> Action item:
With the line containing "task | put a dot on the white baseboard, one" as the start and the line containing "task | put a dot on the built-in" as the end, transcribe that span of the entries below exactly, including both.

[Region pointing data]

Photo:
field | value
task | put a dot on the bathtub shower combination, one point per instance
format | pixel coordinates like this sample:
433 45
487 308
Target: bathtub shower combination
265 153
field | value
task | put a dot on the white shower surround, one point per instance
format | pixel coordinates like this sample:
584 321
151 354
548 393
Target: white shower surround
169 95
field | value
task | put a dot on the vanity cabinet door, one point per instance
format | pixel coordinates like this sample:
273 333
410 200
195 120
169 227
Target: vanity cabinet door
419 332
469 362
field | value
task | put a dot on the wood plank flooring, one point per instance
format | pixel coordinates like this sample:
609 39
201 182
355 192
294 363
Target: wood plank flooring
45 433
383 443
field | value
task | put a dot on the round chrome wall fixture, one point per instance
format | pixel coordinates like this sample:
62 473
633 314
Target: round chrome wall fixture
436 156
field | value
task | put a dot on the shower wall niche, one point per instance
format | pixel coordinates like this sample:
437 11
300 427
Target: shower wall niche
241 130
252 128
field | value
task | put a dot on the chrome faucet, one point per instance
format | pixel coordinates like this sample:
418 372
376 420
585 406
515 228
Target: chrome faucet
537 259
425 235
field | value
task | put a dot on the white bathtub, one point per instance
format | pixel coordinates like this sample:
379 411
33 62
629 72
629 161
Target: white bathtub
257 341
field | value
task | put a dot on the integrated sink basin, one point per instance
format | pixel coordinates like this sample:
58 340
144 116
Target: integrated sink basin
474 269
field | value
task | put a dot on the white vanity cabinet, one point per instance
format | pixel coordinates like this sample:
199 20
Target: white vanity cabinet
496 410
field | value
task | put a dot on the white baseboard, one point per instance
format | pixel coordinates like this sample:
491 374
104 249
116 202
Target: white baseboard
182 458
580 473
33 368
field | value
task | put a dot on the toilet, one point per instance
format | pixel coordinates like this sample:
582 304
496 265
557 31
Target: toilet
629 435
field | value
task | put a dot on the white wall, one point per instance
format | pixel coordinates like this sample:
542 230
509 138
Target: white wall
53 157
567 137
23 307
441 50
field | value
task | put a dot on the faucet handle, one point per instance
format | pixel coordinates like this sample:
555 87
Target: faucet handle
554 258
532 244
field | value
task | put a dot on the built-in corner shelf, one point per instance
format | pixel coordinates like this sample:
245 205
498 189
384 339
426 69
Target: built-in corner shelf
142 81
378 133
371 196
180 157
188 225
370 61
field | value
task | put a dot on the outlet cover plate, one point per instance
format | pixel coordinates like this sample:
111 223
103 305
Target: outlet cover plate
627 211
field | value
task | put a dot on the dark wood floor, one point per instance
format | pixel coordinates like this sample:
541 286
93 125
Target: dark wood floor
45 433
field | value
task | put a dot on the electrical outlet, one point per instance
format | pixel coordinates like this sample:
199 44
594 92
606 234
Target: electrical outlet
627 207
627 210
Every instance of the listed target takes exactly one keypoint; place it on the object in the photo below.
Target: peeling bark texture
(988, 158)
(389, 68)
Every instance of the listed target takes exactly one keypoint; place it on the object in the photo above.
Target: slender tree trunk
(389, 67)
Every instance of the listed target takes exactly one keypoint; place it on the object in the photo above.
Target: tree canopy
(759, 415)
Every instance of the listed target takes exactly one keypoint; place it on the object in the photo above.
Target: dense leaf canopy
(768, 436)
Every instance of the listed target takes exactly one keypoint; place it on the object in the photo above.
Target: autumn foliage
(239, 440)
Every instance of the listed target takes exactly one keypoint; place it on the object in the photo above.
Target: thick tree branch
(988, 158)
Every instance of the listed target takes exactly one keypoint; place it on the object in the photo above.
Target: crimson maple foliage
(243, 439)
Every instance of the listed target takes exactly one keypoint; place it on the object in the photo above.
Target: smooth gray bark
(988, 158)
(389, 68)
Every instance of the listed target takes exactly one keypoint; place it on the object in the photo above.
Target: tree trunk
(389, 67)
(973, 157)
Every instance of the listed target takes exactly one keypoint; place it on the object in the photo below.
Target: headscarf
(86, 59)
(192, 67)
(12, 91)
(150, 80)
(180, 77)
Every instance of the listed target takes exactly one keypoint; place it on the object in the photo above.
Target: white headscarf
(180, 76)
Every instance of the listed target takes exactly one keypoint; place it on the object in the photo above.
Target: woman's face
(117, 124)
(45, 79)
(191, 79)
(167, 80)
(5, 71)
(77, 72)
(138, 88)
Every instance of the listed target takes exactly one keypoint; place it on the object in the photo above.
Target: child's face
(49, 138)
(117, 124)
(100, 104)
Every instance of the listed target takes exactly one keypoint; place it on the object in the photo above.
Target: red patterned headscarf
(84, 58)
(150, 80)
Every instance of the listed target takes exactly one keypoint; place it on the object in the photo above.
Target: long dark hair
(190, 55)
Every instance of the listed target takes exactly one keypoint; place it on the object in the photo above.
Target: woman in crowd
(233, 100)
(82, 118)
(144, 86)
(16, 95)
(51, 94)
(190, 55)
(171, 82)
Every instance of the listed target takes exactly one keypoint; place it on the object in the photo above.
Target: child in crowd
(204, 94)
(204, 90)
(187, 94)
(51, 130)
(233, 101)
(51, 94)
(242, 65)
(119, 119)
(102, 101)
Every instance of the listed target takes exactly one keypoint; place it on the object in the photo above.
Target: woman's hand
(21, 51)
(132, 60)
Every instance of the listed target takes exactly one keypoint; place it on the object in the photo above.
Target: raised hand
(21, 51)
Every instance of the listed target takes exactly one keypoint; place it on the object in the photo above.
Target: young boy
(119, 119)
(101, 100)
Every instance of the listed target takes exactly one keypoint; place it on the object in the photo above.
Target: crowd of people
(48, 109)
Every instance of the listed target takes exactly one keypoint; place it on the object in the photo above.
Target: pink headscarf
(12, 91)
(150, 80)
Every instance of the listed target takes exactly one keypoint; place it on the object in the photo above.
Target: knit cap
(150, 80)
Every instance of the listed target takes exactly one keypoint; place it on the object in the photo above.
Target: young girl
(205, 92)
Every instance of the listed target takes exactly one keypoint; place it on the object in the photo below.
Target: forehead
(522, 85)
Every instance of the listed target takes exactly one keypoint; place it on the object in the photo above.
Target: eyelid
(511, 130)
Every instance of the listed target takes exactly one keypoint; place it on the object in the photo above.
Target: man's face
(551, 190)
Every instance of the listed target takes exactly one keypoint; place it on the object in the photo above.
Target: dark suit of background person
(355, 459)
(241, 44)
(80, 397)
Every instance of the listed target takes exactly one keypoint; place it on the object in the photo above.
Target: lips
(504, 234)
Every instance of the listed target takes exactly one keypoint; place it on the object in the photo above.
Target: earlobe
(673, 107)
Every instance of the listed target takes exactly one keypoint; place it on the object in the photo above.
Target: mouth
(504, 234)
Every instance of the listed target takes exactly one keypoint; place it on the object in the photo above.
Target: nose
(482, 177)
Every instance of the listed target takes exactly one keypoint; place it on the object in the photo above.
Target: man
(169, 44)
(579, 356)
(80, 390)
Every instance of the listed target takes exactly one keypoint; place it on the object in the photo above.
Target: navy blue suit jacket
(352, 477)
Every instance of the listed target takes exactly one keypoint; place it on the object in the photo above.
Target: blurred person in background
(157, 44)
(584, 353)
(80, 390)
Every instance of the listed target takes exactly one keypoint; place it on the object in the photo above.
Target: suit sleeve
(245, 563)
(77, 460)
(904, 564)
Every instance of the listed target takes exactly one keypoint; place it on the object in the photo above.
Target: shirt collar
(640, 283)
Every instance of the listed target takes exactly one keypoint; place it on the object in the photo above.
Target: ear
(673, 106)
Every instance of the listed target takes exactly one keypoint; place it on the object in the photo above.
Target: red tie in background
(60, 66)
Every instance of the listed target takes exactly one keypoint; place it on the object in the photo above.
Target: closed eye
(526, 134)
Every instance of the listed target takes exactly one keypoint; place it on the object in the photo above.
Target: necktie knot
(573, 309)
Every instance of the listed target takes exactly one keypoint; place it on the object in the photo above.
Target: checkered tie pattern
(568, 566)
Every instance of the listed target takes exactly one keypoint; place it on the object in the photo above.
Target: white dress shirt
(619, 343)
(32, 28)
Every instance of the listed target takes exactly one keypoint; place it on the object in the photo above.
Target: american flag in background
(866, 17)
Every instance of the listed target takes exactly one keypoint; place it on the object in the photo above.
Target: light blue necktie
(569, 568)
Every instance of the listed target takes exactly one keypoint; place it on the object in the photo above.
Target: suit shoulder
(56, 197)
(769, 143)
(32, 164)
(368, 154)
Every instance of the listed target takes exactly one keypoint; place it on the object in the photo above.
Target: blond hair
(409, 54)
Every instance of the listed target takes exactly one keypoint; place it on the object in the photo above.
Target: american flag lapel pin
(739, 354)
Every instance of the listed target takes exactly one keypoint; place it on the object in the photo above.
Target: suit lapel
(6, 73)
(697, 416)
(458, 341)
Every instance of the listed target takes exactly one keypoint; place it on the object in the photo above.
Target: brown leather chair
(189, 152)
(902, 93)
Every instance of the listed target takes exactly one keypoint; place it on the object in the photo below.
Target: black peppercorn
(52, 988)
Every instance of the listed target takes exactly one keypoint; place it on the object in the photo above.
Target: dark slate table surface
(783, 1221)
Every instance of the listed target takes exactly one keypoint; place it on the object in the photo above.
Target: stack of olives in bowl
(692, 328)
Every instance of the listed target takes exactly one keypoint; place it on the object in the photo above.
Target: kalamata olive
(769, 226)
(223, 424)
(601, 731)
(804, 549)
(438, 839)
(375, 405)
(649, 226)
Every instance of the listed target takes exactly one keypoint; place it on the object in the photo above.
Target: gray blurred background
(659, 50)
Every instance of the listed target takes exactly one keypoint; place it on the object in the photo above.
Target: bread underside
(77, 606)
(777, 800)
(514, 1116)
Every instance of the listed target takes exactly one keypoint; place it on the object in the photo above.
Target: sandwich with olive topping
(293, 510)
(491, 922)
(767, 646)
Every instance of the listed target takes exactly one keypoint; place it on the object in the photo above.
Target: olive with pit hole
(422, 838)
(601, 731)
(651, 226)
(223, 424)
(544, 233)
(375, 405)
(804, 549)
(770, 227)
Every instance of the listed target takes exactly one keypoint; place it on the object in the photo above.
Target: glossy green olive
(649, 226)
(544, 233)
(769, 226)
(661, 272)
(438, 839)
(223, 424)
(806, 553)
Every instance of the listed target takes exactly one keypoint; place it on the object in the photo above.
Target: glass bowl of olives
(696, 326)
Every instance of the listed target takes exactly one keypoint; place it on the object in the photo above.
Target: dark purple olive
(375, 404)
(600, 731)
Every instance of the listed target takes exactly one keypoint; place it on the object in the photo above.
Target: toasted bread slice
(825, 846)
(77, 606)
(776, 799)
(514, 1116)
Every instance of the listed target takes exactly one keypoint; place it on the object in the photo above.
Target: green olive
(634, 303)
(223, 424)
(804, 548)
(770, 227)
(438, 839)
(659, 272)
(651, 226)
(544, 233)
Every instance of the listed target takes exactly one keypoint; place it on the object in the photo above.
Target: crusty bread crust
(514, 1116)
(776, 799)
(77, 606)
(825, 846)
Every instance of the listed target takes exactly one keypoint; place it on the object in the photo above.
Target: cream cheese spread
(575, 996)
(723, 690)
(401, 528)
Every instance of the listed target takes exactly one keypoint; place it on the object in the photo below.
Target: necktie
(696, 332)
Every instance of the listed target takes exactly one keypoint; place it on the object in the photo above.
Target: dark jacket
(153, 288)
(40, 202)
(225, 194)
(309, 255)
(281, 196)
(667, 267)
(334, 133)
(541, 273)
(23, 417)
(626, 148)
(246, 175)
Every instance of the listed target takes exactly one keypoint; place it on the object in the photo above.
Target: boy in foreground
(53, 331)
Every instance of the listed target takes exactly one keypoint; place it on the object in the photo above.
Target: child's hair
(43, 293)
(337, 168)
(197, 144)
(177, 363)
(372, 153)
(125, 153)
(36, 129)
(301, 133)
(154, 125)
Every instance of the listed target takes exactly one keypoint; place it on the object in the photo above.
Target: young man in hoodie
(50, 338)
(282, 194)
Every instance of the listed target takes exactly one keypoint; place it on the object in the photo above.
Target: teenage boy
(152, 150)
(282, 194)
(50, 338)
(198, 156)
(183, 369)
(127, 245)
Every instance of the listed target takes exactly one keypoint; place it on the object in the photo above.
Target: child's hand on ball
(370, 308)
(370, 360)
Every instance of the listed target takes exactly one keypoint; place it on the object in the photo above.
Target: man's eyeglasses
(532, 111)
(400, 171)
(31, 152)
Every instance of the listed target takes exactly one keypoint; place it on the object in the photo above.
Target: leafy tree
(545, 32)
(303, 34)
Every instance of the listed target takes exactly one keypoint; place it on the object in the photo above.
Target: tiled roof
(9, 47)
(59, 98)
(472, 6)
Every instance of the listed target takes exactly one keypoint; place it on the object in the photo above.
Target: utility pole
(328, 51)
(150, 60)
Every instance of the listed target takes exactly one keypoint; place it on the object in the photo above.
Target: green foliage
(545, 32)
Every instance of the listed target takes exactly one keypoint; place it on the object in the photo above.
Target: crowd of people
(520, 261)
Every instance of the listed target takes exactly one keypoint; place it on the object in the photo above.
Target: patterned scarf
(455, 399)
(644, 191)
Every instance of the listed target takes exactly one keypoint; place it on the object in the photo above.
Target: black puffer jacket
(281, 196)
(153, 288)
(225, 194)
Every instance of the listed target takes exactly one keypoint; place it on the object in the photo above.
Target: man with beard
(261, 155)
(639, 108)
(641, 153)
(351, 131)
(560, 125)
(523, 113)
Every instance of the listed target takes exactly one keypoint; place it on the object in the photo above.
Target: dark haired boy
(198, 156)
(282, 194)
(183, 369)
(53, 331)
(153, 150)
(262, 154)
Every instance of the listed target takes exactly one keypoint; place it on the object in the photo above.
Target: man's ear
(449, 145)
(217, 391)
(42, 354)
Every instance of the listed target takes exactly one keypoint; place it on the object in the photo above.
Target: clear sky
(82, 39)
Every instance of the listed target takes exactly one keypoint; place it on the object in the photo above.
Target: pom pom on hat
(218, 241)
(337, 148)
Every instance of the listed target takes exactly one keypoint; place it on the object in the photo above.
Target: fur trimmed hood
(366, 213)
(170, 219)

> Solution for this task:
task | put a dot on the white baseboard, one point per instance
format | pixel coordinates like this sample:
491 374
104 249
116 202
Target: white baseboard
182 458
580 473
33 368
field | value
task | put a dot on the toilet, one point per instance
format | pixel coordinates like this sample:
582 304
496 265
557 31
Target: toilet
629 435
field | value
task | put a dot on the white wall, one point per instance
format | pixel coordinates like this sample:
542 230
509 138
Target: white wall
53 157
567 137
23 307
441 50
field | value
task | put a dot on the faucet handle, one point per instance
format | pixel coordinates like this sample:
555 87
Target: faucet handle
554 258
532 244
field | value
task | put a dot on the built-in corner shelf, one point per instance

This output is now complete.